### ACTIONS TO TAKE
1) Answer these questions from the passage on structured logging, one answer per line, marked (a), (b), (c).
(a) What does sending records across threads mean, according to the passage?
(b) Why are the visitors for KeyValues currently infallible?
(c) How will values be serialized if erased_serde is unavailable?
2) In the passage on structured logging, shorten the paragraph beginning "This API is much simpler to deal with" to two sentences and keep its main facts.
3) List every #[log(...)] attribute that appears in the code samples of the passage on structured logging.

### PASSAGE
§ §

I thought I'd share a few of the things I've tried to keep in mind when exploring the ways we could do structured logging in log first.

I'd like to be able to find a design for structured logging here that doesn't require a major breaking change to log. So the structured logging implementation I'm exploring is one that fits in the current design of the log crate.

Right now, log is your entrypoint, it's only got what you need to capture the input given to log! macros and have that input handled by some registered callback. More sophisticated pipelining of log records by composing handlers together is the responsibility of another framework that uses Log as the on-thread capturing of log records.

We might want to revisit that in the future, but can be worked through orthogonally.

Error handling

Errors in logging pipelines are tricky and there's no single obvious way to handle them.

Right now, the visitors for KeyValues are infallible, because serialization failures to in-memory buffers are usually from malformed input, so there's not much you can do with an error. We might want to revisit this though.

Sending records across threads

The log macros always borrow from their environment. Sending records across threads means serializing and boxing.

This API is much simpler to deal with at the expense of allocations when materializing an owned record. In my experience, most logging pipelines are CPU-bound until the last mile where records are sent over a network or written to a file. Doing CPU-bound processing on-thread before offloading a potentially serialized record for batching IO on another thread is both simple and efficient.

It also means callers don't need to worry about whether the receiver of their records requires owned or borrowed data.

Design

log!

We can log values that implement ToValue using the standard log macros:

info!("hello, {}", user; kvs: {
    user,
});

(We might want to bikeshed the syntax, the strawman implementation implements the kvs: { ... } part of the macro, but I haven't tried to make it disambiguate with the args passed to the message yet)

It's useful to be able to tweak the way values are logged. We can use an alternative in-built adapter using a standard attribute syntax:

info!("hello, {}", user; kvs: {
    #[log(display)]
    user,
});

This would be useful for types that don't meet the Serialize + Display bound, like Paths and most Errors:

error!("something didn't work"; kvs: {
    #[log(error)]
    err,
    #[log(path)]
    file_path,
});

There's nothing magic about the adapter ident within #[log($adapter)], it just resolves to a path like log::key_values::adapter::map::$adapter. New adapters can be added as new functions to that module without touching the macro.

Custom adapters can also be written as functions in other crates and associated with key values:

info!("hello, {}", user; kvs: {
    #[log(with = some::adapter)]
    user,
});

The signature for some::adapter would be something like:

fn adapter<T: Bounds>(value: T) -> impl ToValue;

Decorating the log macro invocations means we don't need libraries in the ecosystem with types we want to log to opt-in to ToValue.

One drawback of using an attribute-like syntax for decorating key-value pairs is that you might expect other standard attributes like #[cfg] to work too. This might be easier to support using procedural macros instead of macro_rules.

Value

A Value is basically a Serialize || Display. This is so that in environments where we don't have an allocator and can't use erased_serde, we can still log using the same types by default. If erased_serde is unavailable, values will be serialized as strings using the Display implementation. If erased_serde is available, values will be serialized with their Serialize implementation.

§ §

### GIVEN RECORDS
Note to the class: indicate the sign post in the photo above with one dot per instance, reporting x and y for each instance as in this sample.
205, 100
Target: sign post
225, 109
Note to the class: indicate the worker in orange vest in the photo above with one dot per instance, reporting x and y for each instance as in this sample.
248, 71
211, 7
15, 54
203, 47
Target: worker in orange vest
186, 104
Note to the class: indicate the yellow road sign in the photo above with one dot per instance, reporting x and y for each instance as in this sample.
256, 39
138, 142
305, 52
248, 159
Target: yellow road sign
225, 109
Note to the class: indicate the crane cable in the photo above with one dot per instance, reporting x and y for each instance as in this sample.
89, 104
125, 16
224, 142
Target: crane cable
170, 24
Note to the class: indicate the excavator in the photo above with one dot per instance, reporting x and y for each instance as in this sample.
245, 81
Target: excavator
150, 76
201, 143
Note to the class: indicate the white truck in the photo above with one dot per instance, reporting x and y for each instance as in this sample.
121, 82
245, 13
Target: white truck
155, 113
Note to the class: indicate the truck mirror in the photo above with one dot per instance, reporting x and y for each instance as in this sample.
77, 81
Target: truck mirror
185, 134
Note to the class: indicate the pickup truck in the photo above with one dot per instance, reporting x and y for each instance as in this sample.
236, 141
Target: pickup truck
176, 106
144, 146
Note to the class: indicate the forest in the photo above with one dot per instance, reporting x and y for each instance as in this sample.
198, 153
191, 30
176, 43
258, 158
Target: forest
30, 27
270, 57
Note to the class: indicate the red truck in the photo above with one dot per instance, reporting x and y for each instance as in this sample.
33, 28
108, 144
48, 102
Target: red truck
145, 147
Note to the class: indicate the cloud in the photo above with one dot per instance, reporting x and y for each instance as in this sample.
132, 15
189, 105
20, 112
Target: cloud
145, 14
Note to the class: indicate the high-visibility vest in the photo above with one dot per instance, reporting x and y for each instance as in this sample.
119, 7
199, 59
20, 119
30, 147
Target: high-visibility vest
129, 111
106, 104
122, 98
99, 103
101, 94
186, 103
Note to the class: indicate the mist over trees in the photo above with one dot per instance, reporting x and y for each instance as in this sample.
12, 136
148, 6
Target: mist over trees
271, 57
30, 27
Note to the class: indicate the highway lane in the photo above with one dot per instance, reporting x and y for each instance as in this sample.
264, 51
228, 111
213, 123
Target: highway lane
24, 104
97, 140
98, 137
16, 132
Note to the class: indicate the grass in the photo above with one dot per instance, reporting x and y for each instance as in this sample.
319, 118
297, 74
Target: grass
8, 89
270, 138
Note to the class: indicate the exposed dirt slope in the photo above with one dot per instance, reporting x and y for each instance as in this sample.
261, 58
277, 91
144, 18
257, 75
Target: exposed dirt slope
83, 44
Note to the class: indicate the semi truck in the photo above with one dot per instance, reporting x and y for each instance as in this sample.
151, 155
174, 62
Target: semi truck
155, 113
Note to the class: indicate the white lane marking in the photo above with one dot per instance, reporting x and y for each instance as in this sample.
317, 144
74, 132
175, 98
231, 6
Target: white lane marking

§ §

### FINAL RESULTS
1)
(a) Serializing and boxing.
(b) Serialization failures to in-memory buffers usually come from malformed input, so there's not much that can be done with an error.
(c) As strings, using the Display implementation.

2) The API is simpler at the cost of allocations when an owned record is materialized. Since most logging pipelines are CPU-bound until records are sent over a network or written to a file, processing on-thread and then offloading a possibly serialized record for batched IO on another thread is both simple and efficient.

3)
#[log(display)]
#[log(error)]
#[log(path)]
#[log(with = some::adapter)]